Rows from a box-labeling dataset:
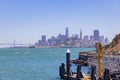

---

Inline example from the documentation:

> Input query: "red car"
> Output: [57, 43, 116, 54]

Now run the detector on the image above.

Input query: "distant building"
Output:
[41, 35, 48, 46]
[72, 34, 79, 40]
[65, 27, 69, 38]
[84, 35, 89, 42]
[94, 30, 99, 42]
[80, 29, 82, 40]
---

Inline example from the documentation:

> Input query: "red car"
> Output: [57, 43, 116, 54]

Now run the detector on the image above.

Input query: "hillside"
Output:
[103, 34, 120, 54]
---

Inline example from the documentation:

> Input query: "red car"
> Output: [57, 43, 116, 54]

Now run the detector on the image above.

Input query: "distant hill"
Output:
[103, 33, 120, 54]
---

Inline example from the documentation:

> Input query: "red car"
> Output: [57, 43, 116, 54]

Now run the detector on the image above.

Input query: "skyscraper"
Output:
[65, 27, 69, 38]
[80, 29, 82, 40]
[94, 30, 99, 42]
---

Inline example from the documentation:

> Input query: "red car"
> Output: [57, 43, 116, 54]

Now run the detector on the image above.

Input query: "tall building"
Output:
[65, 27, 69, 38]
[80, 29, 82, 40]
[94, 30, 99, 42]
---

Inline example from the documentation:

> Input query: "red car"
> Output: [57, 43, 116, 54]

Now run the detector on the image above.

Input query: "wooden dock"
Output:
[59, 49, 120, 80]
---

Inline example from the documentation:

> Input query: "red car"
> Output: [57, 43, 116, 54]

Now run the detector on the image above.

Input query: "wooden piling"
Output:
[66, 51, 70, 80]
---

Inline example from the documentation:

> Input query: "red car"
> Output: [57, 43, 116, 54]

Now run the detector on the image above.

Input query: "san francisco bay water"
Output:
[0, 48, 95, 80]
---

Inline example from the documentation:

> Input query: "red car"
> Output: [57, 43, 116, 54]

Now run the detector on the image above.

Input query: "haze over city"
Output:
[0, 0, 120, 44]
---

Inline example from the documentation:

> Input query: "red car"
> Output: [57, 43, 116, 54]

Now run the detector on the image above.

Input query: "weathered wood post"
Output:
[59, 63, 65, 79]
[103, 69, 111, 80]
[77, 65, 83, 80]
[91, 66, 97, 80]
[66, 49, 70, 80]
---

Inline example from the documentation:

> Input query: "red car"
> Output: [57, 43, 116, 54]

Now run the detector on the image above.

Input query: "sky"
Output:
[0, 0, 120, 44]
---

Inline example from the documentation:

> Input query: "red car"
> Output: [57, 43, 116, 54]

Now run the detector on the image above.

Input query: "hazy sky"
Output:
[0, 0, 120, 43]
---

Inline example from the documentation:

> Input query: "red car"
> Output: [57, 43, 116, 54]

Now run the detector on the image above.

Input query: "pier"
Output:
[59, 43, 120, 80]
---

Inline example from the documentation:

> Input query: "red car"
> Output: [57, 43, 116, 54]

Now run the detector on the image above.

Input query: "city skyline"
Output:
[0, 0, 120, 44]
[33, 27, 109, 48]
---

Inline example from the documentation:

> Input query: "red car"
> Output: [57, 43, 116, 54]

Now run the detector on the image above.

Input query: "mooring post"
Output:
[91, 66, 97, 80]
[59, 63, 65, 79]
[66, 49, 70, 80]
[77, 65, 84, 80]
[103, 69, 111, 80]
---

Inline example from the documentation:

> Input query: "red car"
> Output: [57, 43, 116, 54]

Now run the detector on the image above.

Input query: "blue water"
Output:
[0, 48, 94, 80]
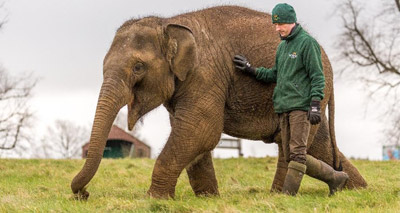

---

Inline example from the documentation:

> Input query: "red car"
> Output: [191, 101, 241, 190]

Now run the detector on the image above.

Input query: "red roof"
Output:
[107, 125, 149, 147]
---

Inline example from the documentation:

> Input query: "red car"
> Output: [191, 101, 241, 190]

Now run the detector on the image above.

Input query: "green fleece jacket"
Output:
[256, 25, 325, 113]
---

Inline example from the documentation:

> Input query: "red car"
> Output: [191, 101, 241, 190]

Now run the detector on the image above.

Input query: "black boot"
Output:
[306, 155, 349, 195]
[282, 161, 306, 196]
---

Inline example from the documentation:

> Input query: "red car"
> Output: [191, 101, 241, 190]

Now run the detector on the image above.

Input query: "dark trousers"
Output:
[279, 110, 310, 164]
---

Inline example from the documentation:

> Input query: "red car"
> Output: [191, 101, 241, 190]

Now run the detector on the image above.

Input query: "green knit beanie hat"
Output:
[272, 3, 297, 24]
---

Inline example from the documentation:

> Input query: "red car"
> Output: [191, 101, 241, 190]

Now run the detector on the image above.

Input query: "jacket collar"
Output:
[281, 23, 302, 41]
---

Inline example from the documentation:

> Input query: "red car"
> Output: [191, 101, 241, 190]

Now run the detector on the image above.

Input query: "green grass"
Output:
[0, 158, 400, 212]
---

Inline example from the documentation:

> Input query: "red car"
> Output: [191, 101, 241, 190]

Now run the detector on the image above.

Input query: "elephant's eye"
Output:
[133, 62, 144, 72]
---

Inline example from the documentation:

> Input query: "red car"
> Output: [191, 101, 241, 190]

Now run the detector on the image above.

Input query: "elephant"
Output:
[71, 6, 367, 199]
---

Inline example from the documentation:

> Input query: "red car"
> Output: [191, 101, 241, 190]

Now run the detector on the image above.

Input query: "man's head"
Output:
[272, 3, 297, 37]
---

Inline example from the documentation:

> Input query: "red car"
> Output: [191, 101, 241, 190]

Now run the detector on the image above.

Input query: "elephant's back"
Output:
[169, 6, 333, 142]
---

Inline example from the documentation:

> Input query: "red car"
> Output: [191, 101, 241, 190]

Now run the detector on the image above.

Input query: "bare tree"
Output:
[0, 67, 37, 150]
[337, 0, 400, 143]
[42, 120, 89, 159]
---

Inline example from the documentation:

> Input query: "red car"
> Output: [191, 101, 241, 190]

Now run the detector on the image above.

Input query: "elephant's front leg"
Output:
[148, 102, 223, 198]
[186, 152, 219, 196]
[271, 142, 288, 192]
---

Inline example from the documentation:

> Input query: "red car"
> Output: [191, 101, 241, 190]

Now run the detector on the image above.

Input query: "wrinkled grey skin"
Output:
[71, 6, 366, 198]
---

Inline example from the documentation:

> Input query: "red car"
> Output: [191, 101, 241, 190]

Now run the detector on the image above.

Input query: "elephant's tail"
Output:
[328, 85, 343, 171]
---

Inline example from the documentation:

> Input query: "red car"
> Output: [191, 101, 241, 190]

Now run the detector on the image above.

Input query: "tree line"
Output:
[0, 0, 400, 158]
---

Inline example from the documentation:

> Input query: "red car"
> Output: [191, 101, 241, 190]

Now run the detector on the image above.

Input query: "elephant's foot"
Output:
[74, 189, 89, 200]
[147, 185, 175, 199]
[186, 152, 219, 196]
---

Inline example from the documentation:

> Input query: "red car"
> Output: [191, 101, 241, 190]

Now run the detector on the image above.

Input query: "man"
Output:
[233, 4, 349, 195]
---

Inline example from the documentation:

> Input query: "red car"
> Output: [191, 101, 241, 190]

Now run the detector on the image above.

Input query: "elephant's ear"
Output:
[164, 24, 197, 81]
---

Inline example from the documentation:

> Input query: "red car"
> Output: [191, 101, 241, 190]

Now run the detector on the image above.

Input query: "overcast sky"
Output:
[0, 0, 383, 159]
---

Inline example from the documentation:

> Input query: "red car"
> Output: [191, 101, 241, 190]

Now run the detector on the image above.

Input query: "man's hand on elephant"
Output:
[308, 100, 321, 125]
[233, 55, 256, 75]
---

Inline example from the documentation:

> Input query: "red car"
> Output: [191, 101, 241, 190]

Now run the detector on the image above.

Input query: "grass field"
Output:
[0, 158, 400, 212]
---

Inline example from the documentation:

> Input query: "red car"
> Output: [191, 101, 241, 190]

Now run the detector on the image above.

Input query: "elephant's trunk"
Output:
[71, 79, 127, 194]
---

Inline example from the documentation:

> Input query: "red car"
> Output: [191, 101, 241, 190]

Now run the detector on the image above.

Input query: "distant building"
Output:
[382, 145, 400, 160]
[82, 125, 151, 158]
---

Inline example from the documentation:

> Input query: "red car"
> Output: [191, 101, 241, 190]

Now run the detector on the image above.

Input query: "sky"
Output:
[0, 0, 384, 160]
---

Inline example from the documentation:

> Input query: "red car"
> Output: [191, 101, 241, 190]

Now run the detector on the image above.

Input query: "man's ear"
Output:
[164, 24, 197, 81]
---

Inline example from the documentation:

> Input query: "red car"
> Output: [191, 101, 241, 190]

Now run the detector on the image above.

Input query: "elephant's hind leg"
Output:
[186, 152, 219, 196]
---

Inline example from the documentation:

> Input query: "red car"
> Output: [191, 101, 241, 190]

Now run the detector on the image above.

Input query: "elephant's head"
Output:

What to do: Return the entries word for word, from the very beginning through the line that contains "[59, 49, 120, 80]", and include that line. Leave the pictures out of your answer.

Task answer:
---

Inline example from the documentation:

> Input query: "red car"
> Output: [57, 43, 116, 54]

Now run the detector on the image above.

Input query: "distant building"
Output:
[41, 35, 48, 46]
[72, 34, 79, 40]
[65, 27, 69, 38]
[84, 35, 89, 42]
[94, 30, 99, 42]
[80, 29, 82, 40]
---

Inline example from the documentation:

> Input query: "red car"
> Output: [57, 43, 116, 54]

Now run the detector on the image above.

Input query: "hillside"
Output:
[103, 34, 120, 54]
---

Inline example from the documentation:

> Input query: "red car"
> Output: [57, 43, 116, 54]

Now run the detector on the image above.

Input query: "distant hill"
Output:
[103, 33, 120, 54]
---

Inline example from the documentation:

> Input query: "red car"
> Output: [57, 43, 116, 54]

Now run the detector on the image above.

Input query: "skyscraper"
Output:
[65, 27, 69, 38]
[80, 29, 82, 40]
[94, 30, 99, 42]
---

Inline example from the documentation:

> Input query: "red car"
> Output: [57, 43, 116, 54]

Now run the detector on the image above.

Input query: "tall building"
Output:
[65, 27, 69, 38]
[80, 29, 82, 40]
[94, 30, 99, 42]
---

Inline example from the documentation:

> Input query: "red car"
> Output: [57, 43, 116, 54]

Now run the detector on the image above.

Input query: "wooden dock"
Output:
[59, 49, 120, 80]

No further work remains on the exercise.